The span to be transcribed begins with the line that contains "Query: green and white striped clothing" and ends with the last line of the listing; copy it exactly and include nothing else.

**Supplied material:**
__________

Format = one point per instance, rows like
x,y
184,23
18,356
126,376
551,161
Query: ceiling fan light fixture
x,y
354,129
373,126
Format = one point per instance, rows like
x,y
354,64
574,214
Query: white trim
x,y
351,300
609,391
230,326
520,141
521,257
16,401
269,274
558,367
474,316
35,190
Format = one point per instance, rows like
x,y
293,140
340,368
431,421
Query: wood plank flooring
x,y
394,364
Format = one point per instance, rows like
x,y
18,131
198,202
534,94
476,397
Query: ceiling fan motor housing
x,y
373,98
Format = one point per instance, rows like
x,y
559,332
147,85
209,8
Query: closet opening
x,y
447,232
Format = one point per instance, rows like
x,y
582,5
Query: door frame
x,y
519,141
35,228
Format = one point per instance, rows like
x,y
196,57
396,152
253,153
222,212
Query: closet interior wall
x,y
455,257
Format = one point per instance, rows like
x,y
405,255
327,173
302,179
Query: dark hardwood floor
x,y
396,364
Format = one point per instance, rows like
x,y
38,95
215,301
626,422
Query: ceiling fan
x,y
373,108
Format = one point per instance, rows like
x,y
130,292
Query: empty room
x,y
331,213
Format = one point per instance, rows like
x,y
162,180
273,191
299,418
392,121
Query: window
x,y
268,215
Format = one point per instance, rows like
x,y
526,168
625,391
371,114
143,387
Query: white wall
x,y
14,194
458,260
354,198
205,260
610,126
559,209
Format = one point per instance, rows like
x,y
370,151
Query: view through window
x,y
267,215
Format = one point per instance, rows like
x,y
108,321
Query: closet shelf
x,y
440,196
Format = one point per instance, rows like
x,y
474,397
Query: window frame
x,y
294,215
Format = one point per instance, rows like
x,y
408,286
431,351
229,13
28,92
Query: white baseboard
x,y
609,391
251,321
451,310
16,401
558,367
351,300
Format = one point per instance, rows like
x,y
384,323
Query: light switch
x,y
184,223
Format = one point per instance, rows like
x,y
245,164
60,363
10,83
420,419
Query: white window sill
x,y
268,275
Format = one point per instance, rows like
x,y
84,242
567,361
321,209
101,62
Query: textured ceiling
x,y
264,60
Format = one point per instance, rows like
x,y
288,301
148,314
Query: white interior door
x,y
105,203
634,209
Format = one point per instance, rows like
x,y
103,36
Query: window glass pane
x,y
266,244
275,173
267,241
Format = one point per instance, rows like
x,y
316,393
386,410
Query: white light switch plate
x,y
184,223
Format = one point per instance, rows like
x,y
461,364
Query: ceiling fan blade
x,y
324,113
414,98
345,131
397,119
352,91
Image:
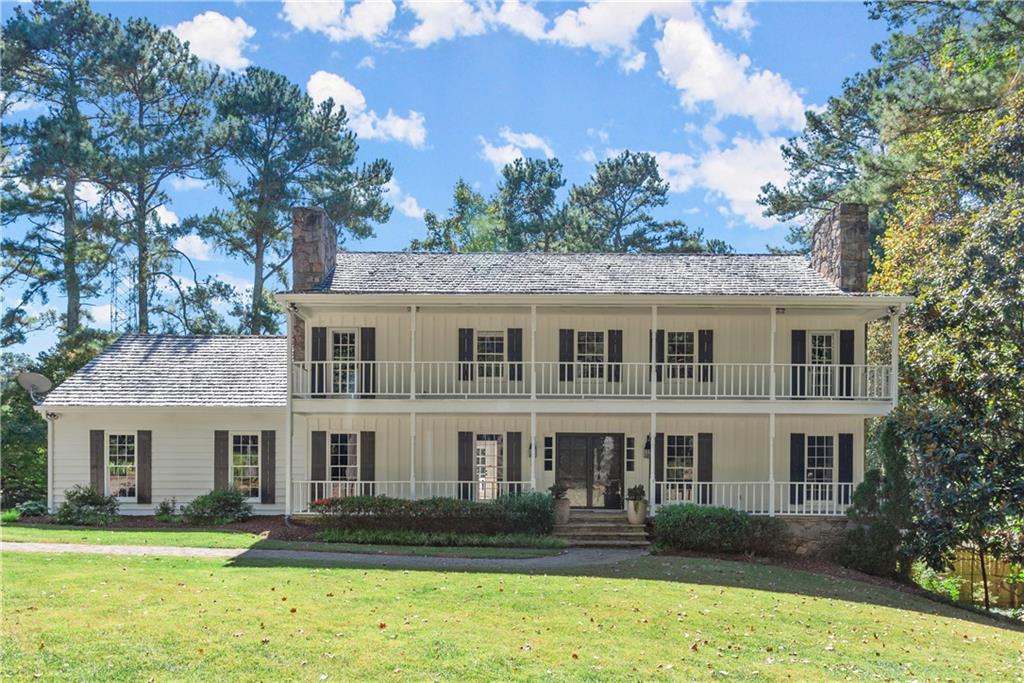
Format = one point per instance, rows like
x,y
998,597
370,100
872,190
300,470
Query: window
x,y
679,458
818,470
121,462
679,354
491,354
487,465
343,458
245,464
590,354
344,367
820,357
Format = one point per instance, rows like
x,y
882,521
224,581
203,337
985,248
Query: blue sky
x,y
449,90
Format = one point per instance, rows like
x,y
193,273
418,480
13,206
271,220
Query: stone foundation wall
x,y
813,537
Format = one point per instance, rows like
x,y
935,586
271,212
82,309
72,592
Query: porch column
x,y
532,352
653,454
894,355
532,451
412,456
412,353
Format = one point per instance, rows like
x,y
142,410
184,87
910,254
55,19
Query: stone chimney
x,y
839,247
314,245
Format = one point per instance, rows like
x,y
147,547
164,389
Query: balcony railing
x,y
453,379
752,497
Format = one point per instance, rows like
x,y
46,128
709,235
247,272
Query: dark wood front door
x,y
591,467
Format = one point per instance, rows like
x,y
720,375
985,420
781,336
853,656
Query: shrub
x,y
507,515
220,506
701,528
32,508
84,506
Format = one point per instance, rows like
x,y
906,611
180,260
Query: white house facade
x,y
732,380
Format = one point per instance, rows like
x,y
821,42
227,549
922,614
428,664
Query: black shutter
x,y
317,353
221,460
657,455
317,462
513,461
705,466
368,353
796,468
96,468
465,353
846,358
798,356
143,471
515,354
267,466
465,465
845,466
706,353
565,355
368,461
614,355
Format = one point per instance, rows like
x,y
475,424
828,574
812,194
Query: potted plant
x,y
636,509
561,503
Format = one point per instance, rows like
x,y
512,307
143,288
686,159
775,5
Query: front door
x,y
591,467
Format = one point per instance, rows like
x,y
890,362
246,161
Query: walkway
x,y
572,557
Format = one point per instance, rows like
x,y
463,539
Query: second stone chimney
x,y
839,247
314,245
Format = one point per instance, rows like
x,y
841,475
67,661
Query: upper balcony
x,y
453,379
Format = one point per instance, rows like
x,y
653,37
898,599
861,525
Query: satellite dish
x,y
37,385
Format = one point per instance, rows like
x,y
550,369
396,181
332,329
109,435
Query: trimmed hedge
x,y
530,513
714,529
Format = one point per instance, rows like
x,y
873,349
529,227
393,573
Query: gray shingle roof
x,y
404,272
164,370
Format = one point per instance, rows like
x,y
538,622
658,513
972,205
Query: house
x,y
733,380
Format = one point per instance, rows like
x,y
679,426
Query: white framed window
x,y
590,353
679,354
821,358
487,465
343,458
122,467
679,458
491,354
819,467
344,360
245,464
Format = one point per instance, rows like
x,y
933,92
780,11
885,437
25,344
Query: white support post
x,y
412,456
653,359
532,451
771,464
412,353
653,456
894,352
532,351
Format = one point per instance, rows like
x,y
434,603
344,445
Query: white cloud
x,y
444,20
734,16
368,20
516,144
404,203
215,38
411,129
706,72
194,247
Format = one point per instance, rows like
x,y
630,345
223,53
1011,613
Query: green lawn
x,y
204,539
94,617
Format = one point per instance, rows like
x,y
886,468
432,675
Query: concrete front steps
x,y
601,528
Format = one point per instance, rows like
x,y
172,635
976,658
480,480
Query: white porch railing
x,y
453,379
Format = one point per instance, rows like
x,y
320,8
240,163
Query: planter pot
x,y
636,511
562,511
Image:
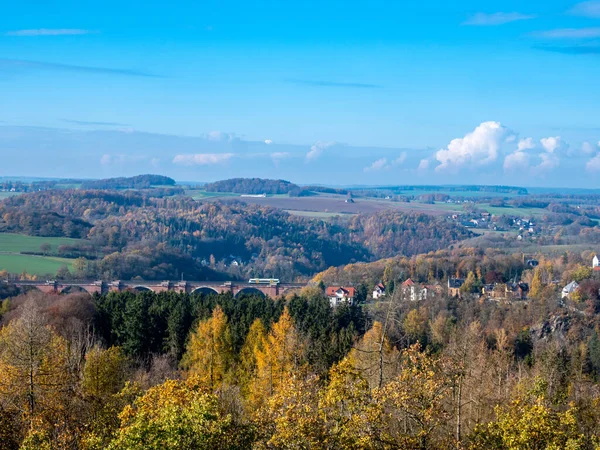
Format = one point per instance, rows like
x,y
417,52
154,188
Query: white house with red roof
x,y
341,294
378,291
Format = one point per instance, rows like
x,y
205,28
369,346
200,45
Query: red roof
x,y
348,292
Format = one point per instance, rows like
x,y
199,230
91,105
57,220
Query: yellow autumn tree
x,y
254,344
209,350
531,422
374,356
179,415
277,359
104,376
417,398
35,379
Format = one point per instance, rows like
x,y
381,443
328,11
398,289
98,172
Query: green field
x,y
315,214
198,194
457,193
38,265
18,243
509,211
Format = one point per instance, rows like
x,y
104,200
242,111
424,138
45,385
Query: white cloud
x,y
277,157
383,164
593,165
586,9
48,32
202,159
552,144
317,149
377,165
499,18
423,165
108,160
526,144
222,136
516,160
588,148
569,33
477,148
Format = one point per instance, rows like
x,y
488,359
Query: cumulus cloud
x,y
587,148
277,157
384,164
593,165
499,18
380,164
526,144
112,160
202,159
477,148
48,32
221,136
317,149
586,9
553,144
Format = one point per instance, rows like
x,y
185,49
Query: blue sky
x,y
378,92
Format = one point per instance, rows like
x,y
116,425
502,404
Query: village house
x,y
379,291
340,294
416,292
454,285
506,291
570,289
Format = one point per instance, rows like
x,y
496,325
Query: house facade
x,y
454,285
379,291
570,289
340,294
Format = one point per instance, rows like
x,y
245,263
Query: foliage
x,y
176,415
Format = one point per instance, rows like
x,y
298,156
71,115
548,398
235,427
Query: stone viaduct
x,y
190,287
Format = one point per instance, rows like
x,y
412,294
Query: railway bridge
x,y
237,288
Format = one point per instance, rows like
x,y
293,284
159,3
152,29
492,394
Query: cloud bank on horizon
x,y
487,94
491,153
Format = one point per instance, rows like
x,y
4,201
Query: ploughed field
x,y
337,205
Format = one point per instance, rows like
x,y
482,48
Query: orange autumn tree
x,y
278,357
209,353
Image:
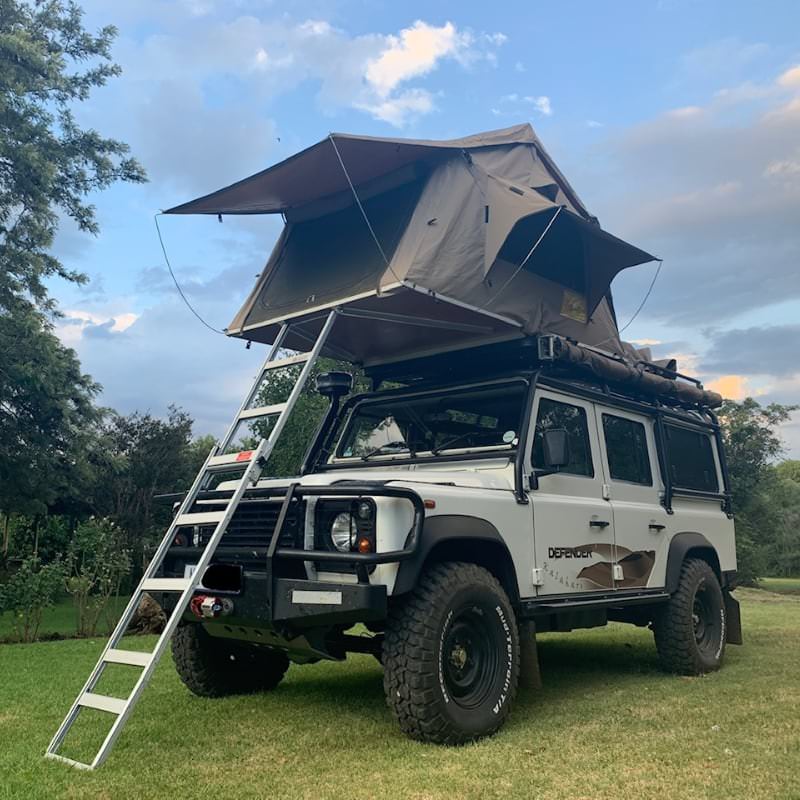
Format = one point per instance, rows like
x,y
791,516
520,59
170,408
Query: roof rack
x,y
639,379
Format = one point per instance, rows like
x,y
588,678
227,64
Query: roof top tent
x,y
426,246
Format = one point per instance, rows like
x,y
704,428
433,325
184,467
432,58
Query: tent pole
x,y
525,260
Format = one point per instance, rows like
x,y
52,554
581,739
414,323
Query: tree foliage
x,y
752,445
97,562
48,163
28,592
47,416
146,457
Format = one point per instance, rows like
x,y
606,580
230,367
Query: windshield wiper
x,y
379,450
456,439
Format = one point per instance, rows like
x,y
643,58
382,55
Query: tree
x,y
48,163
48,167
47,417
752,445
146,456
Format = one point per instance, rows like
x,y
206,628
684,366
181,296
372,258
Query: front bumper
x,y
268,606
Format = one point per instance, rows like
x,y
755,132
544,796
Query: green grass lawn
x,y
607,724
781,585
59,620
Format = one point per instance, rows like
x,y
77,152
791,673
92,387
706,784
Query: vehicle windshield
x,y
478,418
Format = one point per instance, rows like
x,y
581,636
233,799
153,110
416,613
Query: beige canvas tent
x,y
427,245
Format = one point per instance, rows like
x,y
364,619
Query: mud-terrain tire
x,y
451,656
214,667
690,629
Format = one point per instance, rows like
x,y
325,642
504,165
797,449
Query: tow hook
x,y
207,607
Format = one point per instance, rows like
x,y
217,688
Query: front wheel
x,y
690,629
451,656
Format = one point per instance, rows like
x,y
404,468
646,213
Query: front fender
x,y
456,537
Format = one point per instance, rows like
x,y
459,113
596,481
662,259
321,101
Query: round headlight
x,y
343,532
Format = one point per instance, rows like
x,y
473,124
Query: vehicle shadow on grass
x,y
568,666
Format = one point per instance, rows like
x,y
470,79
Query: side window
x,y
626,448
553,414
690,459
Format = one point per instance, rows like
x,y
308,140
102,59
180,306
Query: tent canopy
x,y
482,233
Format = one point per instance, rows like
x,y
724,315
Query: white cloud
x,y
414,52
541,104
76,323
514,103
784,168
396,110
372,72
791,78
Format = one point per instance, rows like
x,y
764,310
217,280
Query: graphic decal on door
x,y
636,566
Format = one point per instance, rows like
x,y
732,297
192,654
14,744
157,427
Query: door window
x,y
553,414
626,450
690,459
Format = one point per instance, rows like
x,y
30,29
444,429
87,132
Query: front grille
x,y
254,523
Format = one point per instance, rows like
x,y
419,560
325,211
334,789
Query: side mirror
x,y
555,447
334,384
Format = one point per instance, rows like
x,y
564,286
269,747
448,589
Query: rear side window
x,y
690,459
553,414
626,449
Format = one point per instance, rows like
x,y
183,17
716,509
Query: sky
x,y
677,122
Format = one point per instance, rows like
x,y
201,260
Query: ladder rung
x,y
199,518
165,584
262,411
102,702
134,658
230,459
71,761
289,361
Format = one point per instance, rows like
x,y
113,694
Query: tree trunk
x,y
36,536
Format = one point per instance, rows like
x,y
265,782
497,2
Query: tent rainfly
x,y
426,245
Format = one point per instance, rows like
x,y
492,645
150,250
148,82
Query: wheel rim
x,y
470,658
703,617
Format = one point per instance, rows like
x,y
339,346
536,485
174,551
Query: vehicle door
x,y
641,523
573,523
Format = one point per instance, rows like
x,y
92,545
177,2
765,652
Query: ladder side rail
x,y
177,613
301,380
133,604
249,476
273,351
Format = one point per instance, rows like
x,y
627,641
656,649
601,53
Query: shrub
x,y
97,562
28,591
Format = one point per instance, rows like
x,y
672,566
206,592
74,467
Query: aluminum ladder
x,y
218,461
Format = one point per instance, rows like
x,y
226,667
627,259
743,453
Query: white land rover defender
x,y
496,486
516,466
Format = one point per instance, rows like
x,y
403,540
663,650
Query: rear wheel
x,y
690,629
214,667
451,656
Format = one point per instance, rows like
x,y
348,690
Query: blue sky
x,y
677,122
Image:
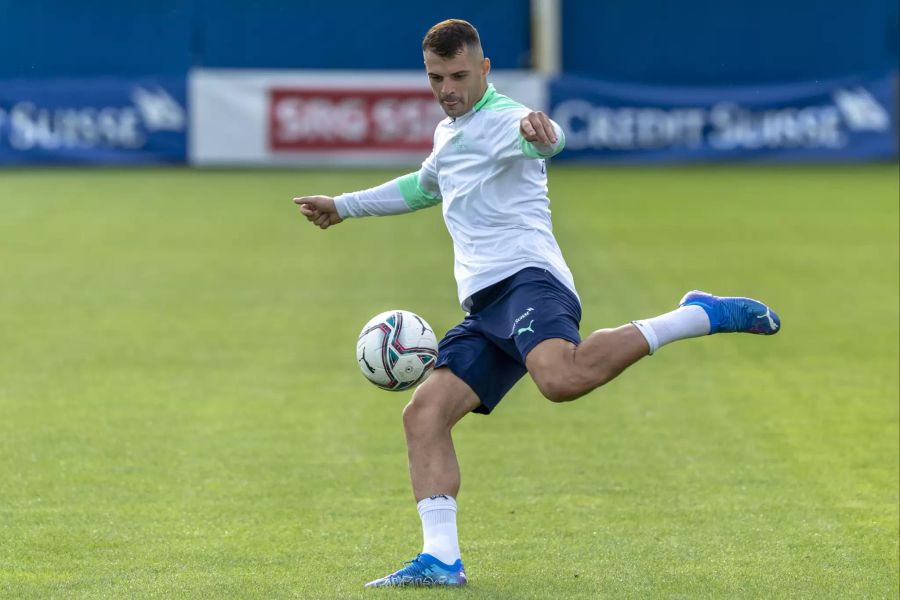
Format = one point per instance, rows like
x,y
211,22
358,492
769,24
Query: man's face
x,y
458,82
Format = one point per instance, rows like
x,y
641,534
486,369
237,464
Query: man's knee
x,y
423,409
439,402
559,387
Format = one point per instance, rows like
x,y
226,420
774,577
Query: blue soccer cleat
x,y
424,571
730,315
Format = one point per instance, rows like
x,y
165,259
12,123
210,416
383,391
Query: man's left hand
x,y
537,128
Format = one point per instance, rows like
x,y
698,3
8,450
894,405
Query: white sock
x,y
683,322
438,515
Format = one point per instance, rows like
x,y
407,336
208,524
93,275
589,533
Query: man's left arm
x,y
528,134
539,136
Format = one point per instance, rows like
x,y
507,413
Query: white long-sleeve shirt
x,y
492,187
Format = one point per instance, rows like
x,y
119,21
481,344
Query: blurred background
x,y
270,82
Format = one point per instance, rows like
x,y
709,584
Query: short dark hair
x,y
448,38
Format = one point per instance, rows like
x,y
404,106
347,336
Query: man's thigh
x,y
473,358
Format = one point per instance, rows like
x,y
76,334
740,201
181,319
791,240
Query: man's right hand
x,y
319,210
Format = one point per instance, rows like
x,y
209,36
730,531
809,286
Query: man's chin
x,y
454,110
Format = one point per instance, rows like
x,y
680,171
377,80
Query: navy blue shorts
x,y
488,349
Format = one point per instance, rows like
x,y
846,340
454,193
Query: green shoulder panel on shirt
x,y
529,149
413,194
500,102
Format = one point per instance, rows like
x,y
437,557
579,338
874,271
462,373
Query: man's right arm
x,y
404,194
411,192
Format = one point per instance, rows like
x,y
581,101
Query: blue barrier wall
x,y
710,42
60,38
699,42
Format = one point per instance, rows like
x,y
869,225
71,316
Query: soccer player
x,y
487,171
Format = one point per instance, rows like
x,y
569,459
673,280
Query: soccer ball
x,y
396,350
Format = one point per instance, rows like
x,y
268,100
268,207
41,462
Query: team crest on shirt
x,y
459,143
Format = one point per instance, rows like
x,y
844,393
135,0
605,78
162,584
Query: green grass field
x,y
182,416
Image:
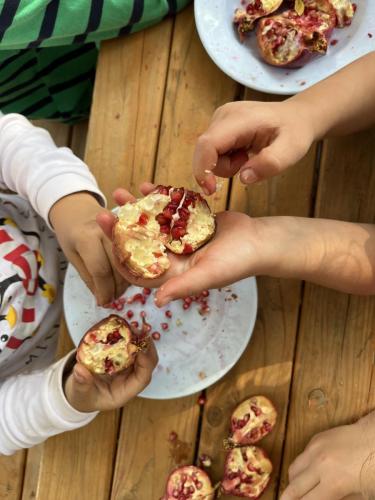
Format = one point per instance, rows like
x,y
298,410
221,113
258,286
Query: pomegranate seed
x,y
202,399
143,219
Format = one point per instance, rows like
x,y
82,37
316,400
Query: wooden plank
x,y
333,378
125,117
144,456
266,366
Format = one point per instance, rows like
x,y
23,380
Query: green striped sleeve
x,y
48,23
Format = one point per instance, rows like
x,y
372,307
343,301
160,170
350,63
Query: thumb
x,y
191,282
270,161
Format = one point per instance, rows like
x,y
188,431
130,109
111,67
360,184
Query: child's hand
x,y
86,392
235,252
257,139
74,220
335,464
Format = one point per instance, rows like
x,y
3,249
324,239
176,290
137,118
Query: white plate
x,y
196,351
241,61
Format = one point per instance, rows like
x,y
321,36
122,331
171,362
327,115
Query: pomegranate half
x,y
189,483
108,347
247,472
168,218
290,40
251,421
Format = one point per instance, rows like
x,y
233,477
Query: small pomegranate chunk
x,y
247,472
189,483
108,347
246,16
251,421
290,40
170,218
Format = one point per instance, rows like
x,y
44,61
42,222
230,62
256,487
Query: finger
x,y
301,485
191,282
106,221
269,161
322,492
100,269
141,376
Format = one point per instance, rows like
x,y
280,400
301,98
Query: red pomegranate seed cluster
x,y
174,218
201,300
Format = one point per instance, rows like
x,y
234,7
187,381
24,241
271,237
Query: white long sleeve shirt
x,y
33,406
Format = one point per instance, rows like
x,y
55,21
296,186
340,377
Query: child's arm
x,y
36,406
261,139
335,254
64,193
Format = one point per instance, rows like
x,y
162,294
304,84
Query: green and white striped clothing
x,y
49,48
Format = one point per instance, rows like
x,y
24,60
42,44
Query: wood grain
x,y
127,106
267,364
333,377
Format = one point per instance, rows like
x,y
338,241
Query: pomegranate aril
x,y
143,219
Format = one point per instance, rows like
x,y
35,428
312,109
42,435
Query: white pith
x,y
93,354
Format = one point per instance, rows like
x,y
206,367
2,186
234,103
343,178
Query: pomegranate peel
x,y
189,483
251,421
168,218
109,346
247,472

__________

**Output for this exercise:**
Query: green and white striped clothing
x,y
49,48
Format = one point per instance, rows like
x,y
24,60
42,44
Query: wood grain
x,y
127,106
267,364
333,377
Format = one point per instance, rows like
x,y
338,241
Query: pomegranate aril
x,y
143,219
Format = one point per instance, rows like
x,y
35,428
312,109
42,435
Query: white pith
x,y
93,354
Format = one point per instance, rows like
x,y
206,367
2,186
234,103
343,178
Query: pomegranate peel
x,y
189,483
251,421
168,218
109,346
247,472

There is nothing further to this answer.